## Your task
List every line below containing "white".

:: Provided data ::

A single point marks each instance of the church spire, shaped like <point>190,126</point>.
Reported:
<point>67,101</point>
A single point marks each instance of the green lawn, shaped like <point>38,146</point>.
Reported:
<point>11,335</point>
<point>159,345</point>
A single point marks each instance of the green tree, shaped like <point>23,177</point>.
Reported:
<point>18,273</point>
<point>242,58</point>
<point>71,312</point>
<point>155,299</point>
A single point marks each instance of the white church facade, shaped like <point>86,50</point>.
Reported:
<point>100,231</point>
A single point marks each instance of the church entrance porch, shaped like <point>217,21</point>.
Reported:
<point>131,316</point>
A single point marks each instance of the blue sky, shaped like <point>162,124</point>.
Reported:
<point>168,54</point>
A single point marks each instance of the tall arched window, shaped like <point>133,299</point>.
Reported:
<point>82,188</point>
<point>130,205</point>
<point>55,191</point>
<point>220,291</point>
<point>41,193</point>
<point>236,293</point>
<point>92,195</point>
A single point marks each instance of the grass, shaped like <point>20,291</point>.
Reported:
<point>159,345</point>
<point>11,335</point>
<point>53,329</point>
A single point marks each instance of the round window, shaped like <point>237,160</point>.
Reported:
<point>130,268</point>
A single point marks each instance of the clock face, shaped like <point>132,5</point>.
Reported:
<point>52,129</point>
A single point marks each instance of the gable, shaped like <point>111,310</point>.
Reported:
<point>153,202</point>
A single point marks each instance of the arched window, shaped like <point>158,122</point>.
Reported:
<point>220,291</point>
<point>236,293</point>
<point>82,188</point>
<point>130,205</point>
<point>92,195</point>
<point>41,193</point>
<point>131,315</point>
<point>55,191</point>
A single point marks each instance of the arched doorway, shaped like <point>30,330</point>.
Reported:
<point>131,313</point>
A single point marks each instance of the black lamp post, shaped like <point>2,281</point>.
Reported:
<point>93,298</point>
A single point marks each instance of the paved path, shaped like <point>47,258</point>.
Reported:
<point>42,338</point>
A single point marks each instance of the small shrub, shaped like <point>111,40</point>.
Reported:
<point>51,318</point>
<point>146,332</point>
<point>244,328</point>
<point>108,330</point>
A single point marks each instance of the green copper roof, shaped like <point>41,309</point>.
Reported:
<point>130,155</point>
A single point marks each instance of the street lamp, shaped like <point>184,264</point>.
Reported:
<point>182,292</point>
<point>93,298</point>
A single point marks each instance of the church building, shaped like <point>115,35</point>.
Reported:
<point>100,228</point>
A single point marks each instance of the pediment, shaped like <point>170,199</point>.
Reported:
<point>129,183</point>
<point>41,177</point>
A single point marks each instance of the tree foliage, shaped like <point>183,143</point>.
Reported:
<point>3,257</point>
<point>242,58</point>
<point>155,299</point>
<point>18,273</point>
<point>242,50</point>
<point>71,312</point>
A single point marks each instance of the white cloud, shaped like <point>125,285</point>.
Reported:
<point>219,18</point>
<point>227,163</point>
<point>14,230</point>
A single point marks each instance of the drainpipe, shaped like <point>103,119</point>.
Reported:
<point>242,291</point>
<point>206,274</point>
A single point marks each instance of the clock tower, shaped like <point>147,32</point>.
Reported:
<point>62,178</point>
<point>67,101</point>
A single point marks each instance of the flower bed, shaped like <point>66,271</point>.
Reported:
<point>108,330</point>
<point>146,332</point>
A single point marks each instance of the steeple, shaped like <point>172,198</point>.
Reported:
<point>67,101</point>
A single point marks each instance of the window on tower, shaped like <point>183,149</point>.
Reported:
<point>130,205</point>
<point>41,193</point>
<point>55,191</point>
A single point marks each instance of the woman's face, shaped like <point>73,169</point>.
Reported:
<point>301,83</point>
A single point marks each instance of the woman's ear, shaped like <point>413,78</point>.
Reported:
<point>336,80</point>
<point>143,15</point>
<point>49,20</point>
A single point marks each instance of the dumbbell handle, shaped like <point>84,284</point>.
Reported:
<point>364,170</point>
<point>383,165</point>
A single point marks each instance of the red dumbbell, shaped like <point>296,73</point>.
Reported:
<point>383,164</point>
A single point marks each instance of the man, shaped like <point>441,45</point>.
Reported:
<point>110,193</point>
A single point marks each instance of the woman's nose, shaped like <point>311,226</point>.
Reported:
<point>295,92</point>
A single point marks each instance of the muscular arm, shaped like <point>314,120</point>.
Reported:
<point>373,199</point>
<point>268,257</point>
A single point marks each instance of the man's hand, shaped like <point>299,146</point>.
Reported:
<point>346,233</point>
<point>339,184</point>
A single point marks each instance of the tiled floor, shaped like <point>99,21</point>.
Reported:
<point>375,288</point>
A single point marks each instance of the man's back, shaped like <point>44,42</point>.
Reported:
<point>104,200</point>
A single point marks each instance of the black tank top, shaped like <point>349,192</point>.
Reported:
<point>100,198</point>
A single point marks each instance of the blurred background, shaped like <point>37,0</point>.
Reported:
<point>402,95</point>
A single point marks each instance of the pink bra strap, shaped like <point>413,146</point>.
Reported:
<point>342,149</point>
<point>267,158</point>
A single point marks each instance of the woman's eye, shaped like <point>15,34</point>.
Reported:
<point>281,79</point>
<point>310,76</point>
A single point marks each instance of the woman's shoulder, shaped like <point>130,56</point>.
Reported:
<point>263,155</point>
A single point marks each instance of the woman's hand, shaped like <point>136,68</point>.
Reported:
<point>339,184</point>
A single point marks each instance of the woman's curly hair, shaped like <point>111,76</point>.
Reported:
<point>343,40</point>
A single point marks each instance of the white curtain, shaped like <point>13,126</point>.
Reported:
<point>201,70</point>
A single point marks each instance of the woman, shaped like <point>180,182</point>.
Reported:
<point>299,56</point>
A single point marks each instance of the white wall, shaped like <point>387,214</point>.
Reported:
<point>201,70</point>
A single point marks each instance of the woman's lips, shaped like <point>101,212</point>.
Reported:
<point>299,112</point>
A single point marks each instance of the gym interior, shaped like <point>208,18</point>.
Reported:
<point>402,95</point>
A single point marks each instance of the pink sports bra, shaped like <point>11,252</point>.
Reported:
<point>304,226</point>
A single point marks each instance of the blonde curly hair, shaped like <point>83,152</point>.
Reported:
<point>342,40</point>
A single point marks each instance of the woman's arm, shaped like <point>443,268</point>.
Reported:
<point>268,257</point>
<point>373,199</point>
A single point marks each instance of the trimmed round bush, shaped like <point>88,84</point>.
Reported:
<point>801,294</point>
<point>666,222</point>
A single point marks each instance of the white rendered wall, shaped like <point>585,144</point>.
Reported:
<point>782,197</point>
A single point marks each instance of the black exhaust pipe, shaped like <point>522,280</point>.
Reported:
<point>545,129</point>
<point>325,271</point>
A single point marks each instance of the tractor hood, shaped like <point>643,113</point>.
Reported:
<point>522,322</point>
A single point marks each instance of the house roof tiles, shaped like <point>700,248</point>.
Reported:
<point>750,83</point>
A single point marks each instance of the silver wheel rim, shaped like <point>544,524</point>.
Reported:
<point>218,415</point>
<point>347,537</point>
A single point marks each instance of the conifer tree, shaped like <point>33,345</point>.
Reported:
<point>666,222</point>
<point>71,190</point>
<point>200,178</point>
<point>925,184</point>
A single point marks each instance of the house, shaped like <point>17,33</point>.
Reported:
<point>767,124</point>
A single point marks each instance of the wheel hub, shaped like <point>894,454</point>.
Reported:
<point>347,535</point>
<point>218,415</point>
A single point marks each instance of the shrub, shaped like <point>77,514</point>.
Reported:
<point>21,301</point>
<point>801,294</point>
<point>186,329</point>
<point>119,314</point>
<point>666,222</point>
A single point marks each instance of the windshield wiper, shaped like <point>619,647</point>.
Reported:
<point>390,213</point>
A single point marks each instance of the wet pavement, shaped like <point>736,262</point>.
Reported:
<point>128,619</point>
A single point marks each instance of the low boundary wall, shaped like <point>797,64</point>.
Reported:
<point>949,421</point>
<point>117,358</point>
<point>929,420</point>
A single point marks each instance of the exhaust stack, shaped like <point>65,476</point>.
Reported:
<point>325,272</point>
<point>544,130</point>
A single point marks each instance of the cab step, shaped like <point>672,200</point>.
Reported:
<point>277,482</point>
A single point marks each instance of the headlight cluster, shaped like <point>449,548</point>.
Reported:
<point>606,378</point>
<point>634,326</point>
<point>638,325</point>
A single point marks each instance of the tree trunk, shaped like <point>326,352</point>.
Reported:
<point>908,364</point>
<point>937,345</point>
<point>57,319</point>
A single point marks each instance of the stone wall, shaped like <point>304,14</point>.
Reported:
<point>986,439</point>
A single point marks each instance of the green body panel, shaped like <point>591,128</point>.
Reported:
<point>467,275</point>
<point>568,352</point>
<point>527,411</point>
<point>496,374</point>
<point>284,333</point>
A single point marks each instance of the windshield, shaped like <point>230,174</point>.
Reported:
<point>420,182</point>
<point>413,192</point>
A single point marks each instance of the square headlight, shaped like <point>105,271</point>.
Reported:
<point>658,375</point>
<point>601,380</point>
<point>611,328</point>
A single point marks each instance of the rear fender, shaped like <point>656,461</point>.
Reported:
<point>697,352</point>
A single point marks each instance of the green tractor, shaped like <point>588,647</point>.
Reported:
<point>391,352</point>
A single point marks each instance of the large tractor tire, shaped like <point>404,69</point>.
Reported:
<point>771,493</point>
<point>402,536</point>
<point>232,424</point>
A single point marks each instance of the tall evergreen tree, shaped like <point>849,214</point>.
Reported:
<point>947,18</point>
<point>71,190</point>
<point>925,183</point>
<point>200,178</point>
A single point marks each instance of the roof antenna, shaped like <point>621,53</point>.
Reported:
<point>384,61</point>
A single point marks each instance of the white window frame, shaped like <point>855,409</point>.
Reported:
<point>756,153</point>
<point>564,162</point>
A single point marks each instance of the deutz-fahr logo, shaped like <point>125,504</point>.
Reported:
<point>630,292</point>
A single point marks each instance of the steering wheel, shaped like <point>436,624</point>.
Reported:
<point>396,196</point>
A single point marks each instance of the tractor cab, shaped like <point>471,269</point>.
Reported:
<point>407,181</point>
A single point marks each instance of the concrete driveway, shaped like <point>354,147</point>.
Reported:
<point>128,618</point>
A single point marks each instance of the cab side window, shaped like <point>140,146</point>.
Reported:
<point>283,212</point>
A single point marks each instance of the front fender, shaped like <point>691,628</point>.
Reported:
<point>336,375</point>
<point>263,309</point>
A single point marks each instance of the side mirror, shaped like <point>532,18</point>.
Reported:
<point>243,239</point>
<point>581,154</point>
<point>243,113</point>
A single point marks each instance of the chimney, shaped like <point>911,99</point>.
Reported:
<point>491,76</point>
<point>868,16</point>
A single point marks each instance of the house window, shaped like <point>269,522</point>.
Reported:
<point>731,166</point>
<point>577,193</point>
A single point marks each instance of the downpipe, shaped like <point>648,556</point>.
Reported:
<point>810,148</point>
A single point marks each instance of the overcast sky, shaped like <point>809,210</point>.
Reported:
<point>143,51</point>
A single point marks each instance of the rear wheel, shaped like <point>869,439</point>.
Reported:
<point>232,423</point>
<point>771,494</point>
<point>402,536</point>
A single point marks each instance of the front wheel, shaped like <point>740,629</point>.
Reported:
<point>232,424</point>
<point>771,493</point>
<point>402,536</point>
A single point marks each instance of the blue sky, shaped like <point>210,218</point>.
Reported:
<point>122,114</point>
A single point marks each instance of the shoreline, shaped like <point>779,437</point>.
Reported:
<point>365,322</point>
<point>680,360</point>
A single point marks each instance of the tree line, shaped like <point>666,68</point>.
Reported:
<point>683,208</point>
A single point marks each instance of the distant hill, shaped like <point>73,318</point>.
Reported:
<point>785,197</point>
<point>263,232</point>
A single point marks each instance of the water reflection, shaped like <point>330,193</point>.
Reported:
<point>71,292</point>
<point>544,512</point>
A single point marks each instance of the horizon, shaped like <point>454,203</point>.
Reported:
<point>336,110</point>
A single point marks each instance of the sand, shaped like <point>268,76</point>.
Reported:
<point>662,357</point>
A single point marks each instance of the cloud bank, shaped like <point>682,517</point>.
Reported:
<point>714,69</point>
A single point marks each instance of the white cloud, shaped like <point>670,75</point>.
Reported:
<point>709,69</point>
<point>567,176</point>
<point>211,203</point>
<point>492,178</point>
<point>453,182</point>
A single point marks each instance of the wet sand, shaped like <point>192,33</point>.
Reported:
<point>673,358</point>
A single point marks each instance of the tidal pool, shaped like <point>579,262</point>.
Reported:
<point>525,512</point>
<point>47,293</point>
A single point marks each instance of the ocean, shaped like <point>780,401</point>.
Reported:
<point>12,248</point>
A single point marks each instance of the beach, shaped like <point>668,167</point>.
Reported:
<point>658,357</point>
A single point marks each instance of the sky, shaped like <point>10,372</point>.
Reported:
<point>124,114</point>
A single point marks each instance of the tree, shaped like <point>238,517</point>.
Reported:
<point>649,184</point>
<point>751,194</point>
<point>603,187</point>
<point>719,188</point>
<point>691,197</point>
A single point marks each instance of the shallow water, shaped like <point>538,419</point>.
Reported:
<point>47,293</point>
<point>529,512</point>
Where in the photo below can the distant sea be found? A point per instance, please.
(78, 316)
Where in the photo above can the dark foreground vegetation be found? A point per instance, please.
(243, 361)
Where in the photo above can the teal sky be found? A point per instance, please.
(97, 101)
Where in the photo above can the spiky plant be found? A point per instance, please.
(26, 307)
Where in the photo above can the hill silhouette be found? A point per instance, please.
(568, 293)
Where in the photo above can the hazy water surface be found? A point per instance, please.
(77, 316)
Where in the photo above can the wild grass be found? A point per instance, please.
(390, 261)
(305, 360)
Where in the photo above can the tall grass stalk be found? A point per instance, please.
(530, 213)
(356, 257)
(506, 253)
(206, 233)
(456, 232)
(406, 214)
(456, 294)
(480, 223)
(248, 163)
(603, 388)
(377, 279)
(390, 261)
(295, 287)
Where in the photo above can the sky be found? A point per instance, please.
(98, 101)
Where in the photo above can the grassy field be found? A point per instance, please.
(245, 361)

:::

## Task solution
A single point marks each instance of the white church facade, shaped like <point>86,50</point>.
A single point marks each instance of the white cloud, shaped like <point>125,285</point>.
A single point marks each instance of the white curtain, shaped like <point>13,126</point>.
A single point marks each instance of the white wall, shaped like <point>387,214</point>.
A single point marks each instance of the white rendered wall, shaped like <point>585,144</point>.
A single point marks each instance of the white window frame, shaped like <point>855,409</point>.
A single point marks each instance of the white cloud, shaped like <point>670,75</point>.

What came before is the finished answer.